WHAT IS NEEDED:
In the records below, some lines contain the word "positive". Copy each of them.

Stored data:
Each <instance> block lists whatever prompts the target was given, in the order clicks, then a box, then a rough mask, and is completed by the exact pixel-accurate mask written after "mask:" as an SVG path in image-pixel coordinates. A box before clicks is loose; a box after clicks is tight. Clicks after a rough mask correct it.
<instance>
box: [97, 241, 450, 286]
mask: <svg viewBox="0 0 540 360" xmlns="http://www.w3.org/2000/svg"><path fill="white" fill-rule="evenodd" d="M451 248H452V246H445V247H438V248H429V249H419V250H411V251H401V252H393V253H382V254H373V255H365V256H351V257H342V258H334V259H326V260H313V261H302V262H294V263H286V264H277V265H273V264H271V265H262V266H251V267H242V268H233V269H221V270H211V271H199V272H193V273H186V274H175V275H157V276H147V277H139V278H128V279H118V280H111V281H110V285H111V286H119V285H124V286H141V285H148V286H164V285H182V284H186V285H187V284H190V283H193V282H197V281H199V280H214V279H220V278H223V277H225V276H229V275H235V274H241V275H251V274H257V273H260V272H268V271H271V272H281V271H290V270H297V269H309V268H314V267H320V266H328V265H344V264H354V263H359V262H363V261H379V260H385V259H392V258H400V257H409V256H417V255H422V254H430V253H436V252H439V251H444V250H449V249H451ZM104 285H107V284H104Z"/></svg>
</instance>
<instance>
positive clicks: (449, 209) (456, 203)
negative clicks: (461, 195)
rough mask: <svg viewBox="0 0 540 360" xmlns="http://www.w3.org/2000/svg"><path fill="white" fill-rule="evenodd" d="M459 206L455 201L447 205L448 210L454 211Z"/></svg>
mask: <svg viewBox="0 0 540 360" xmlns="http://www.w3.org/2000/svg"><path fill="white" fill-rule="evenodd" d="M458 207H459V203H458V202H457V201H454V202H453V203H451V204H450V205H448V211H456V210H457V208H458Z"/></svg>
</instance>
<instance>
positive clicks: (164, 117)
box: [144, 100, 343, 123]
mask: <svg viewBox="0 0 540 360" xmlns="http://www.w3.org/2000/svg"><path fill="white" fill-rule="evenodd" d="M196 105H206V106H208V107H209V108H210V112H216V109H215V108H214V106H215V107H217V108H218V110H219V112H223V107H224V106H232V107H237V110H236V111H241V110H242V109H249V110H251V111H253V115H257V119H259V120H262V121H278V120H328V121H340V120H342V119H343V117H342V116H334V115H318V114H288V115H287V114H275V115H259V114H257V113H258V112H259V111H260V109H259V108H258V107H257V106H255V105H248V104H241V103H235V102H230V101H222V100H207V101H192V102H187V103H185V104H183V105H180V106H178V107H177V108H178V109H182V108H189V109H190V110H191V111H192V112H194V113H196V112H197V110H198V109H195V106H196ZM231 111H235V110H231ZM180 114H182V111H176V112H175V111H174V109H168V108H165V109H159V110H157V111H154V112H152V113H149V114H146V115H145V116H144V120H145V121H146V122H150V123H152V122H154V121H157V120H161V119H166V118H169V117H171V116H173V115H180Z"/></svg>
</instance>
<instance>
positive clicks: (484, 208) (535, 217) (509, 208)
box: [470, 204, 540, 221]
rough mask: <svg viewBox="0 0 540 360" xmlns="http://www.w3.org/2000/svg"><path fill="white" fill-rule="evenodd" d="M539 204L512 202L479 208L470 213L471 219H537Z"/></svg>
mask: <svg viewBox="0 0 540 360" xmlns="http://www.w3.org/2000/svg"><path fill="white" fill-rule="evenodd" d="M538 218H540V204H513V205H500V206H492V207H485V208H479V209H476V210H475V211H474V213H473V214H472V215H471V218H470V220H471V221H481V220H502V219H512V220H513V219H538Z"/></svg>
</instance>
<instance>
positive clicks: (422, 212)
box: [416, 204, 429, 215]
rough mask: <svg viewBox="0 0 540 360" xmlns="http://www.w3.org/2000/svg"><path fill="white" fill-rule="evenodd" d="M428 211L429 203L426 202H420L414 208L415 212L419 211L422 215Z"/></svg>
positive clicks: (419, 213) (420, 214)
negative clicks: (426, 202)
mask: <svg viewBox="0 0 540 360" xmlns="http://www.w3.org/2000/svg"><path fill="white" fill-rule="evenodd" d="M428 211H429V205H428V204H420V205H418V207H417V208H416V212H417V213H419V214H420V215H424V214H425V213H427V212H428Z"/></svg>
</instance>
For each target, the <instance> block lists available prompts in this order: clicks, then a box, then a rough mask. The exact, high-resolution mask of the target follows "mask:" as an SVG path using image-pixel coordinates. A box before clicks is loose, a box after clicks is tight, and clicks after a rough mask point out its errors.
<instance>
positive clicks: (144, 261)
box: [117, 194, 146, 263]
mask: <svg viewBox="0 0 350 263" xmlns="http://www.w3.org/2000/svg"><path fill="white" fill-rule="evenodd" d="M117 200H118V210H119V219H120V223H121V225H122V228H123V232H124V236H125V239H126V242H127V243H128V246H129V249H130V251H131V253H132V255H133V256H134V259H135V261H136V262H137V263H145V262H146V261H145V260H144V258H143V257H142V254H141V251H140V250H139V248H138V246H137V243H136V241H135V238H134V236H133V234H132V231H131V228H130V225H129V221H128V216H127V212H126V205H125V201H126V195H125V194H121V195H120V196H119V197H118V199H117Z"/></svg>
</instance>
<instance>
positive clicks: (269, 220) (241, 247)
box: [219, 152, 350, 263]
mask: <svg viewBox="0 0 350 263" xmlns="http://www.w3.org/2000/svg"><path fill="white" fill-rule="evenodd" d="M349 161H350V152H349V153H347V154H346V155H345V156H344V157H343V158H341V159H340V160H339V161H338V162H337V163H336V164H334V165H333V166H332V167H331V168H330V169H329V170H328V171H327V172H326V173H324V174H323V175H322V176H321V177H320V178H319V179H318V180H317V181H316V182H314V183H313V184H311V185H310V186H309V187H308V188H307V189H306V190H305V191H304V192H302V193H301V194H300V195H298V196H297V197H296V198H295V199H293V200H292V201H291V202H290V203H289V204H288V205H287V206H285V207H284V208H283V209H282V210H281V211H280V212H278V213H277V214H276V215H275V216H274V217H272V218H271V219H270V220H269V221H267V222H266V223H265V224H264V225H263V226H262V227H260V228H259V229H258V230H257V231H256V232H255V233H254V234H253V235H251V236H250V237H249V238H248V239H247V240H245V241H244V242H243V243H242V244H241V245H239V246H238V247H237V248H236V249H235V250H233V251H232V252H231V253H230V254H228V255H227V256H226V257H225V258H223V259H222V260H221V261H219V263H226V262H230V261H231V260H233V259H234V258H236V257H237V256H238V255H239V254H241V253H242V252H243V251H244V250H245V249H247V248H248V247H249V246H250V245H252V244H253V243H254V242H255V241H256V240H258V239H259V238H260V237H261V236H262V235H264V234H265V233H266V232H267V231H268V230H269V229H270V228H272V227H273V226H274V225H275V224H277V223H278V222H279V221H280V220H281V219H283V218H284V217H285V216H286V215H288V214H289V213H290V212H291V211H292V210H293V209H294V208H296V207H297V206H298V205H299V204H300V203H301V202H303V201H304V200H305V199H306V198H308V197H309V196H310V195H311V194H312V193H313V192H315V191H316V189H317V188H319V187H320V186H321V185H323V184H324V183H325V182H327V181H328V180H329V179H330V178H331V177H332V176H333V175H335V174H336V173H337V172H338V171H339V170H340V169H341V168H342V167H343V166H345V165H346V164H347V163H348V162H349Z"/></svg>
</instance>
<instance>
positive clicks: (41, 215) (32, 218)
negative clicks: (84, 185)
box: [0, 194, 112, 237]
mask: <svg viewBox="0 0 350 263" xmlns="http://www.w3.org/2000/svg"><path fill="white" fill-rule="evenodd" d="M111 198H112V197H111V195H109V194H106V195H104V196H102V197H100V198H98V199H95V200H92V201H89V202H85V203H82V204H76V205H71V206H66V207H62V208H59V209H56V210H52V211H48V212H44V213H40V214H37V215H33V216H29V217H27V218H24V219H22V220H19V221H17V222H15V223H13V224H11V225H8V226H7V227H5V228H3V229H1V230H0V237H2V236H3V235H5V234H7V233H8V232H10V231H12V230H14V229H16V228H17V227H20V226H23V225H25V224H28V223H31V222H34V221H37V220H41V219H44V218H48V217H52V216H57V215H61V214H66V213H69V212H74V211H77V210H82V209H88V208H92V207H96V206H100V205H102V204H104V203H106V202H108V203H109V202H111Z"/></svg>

EXERCISE SOLUTION:
positive clicks: (449, 209) (456, 203)
positive clicks: (164, 117)
positive clicks: (484, 208) (535, 217) (509, 208)
positive clicks: (422, 212)
positive clicks: (419, 213) (420, 214)
positive clicks: (144, 261)
positive clicks: (269, 220) (241, 247)
positive clicks: (41, 215) (32, 218)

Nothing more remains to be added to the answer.